* TASK STATEMENT *
Do the following statements agree with the piece on women's ordination? Answer yes or no for each, quoting the words of the piece that decide it.
1. Fr Timothy Radcliffe's letter appeared in The Times on 16 July.
2. The Roman Catholic Church condemned the ordination of women in a statement separate from the one in which it deplored the sexual abuse of minors.
3. The author holds that women may be ordained but that there is no obligation to ordain them.

++++ TEXT SECTION

DAVID STANCLIFFE
Not what you do, but how you do it
An Anglican bishop who supports women’s ministry argues that the disagreement between Rome and the Church of England on the matter is connected with their different ways of thinking rather than the substance of what they believe.
Should the gender of a person determine whether they may be ordained into priestly and episcopal orders, any more than it should determine whether they may be baptised? The Church of England is wrestling to get to the truth of the matter.
The Roman Catholic Church says that to ordain women at all is a “crime against a sacrament” (and said so somewhat provocatively in the same statement as it deplored the sexual abuse of minors). In a letter to The Times on 16 July, Fr Timothy Radcliffe glossed this, saying: “The priest presides at Holy Communion, the sacrament of our unity in the Church, and so an ordination that is pro- ductive of division would be a contradiction in terms.”
Fr Radcliffe continued: “Many Catholics believe that women should not be excluded from ordination, but this will only be possible with the consensus of the communion of the Church.” So how do we get to that point of consensus? Do we all wait for each other?
My own view is that we not only can ordain women, but that we should. As I understand it, the doctrine of Creation, with its understanding that men and women are equally made in the image and likeness of God, is foundational. The priesthood is sign and sacrament of the new creation and not only may but must include both men and women if it is to be truly representative of the whole Christ, not just the Jesus of the Last Supper.

++++++++
++++ PROVIDED DATA

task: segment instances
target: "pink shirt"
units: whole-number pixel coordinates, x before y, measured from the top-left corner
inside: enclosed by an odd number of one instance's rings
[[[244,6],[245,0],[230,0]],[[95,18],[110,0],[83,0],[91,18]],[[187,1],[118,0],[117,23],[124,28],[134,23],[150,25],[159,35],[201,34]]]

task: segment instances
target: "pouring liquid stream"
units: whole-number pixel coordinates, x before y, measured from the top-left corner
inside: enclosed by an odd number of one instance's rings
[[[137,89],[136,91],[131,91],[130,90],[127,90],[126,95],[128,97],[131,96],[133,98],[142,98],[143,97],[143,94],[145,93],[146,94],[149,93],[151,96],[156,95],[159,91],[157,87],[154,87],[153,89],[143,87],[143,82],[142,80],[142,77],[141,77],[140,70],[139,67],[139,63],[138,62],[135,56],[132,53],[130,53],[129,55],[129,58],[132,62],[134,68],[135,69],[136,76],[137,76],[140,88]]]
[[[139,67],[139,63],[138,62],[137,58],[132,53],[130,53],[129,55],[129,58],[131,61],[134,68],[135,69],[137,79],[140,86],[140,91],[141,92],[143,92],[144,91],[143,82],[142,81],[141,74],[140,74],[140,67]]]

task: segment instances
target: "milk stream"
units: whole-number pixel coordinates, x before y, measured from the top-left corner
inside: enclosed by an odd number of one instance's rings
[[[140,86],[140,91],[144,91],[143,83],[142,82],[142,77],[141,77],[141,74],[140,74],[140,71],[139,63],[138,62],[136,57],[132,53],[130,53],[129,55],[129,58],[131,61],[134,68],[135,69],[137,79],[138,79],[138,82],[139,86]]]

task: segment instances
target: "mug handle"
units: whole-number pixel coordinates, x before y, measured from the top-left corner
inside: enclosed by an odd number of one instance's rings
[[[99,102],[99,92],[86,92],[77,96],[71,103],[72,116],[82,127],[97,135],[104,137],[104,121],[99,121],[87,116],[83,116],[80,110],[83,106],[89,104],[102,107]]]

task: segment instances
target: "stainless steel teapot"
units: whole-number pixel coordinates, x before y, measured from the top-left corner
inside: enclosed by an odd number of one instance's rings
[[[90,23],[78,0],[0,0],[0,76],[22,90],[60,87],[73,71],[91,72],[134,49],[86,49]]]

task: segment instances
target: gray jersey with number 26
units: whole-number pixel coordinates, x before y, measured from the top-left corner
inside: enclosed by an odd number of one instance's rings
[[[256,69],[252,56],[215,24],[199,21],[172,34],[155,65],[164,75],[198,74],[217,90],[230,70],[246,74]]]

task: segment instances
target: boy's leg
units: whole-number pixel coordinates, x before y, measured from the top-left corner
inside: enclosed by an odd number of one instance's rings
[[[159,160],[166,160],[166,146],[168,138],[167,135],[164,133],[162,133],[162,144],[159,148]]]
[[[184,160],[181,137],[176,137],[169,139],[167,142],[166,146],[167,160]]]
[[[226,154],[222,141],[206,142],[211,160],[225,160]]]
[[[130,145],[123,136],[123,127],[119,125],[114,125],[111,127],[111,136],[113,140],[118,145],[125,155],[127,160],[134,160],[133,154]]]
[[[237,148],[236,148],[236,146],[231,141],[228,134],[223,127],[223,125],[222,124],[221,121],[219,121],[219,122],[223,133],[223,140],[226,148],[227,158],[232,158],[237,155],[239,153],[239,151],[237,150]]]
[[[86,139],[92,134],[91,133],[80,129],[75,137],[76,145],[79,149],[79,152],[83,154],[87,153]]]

++++++++

* FINISHED TASK *
1. Yes: "In a letter to The Times on 16 July, Fr Timothy Radcliffe glossed this"
2. No: "and said so somewhat provocatively in the same statement as it deplored the sexual abuse of minors"
3. No: "My own view is that we not only can ordain women, but that we should."